RECORDS FOR THE EXERCISE:
——
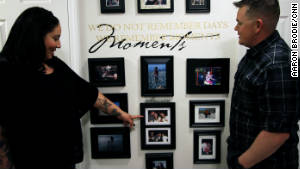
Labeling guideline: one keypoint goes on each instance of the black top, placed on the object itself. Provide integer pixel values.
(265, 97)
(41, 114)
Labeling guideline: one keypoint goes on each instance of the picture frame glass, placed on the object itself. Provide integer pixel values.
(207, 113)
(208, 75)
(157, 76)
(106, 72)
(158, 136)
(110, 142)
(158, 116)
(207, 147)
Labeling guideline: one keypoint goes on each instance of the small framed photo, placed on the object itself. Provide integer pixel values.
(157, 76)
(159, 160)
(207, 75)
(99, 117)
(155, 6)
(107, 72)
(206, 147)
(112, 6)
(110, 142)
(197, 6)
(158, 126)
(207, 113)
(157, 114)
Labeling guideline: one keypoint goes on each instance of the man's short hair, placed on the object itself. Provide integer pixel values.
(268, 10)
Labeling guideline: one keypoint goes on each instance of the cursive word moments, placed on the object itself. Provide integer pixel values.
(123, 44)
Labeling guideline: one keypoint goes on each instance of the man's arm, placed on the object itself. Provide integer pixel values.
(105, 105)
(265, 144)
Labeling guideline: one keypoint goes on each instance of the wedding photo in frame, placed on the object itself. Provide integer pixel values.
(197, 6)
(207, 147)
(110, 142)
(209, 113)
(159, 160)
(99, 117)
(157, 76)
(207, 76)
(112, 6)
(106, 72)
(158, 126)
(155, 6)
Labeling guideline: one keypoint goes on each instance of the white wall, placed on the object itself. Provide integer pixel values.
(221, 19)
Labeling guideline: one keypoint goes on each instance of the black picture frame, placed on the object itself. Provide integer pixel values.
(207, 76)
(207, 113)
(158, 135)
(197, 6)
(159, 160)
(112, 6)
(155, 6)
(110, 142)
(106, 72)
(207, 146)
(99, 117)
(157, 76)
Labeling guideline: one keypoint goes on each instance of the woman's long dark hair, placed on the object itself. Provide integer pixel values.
——
INSTRUCTIONS TO FOLLOW: Copy the listing above word for word, leaving out the pictures.

OUTPUT OF THE TASK:
Labeling guideline: one keypoint goes on each instance of the black top, placed on the object itself. Provide integer pixel values.
(265, 97)
(41, 114)
Labeling guideline: one keypoint goes on each instance of the picture frame glass, placed on the object itself. Provide integer pixel values.
(207, 113)
(208, 75)
(157, 76)
(106, 72)
(158, 136)
(110, 142)
(158, 116)
(207, 147)
Labeling guideline: one keypoint goes on each instance of the small framed photo, placed on the object itself. Provide integer pixel values.
(157, 76)
(159, 160)
(207, 75)
(99, 117)
(155, 6)
(107, 72)
(206, 147)
(112, 6)
(110, 142)
(197, 6)
(158, 126)
(207, 113)
(157, 114)
Labeling guideline: one keypoint goes on each instance of the man's short hair, placed on the object itself. Provide integer pixel values.
(268, 10)
Labeling guideline: one keypoint goes on each instance of the cursive word moments, placed on the object itself. Provide integer pixel values.
(123, 44)
Labeling guideline: one keypoint goes on each instance of the man's arm, placed on the object itself. Provide integer pixel values.
(105, 105)
(265, 144)
Labeling guideline: one keypoint goes on each instance of the wedding photo in frame, placed on the object itself. Provide integer pixel values.
(197, 6)
(207, 147)
(110, 142)
(209, 113)
(159, 160)
(99, 117)
(157, 76)
(207, 76)
(112, 6)
(106, 72)
(158, 126)
(155, 6)
Labeling guideline: one keypoint goes on each instance of the white wall, placed on the object itself. Provide integer pixel values.
(221, 19)
Labeling guideline: one keypoint goes on each instance of the black picture frame, placed on the object itself. Provide integer pixel values.
(207, 76)
(207, 113)
(158, 135)
(197, 6)
(159, 160)
(112, 6)
(155, 6)
(110, 142)
(106, 72)
(207, 146)
(99, 117)
(157, 76)
Labeling guideline: one keypoint goes on each instance of the woman's long dark hair, placed on the object itself. Provide integer pixel values.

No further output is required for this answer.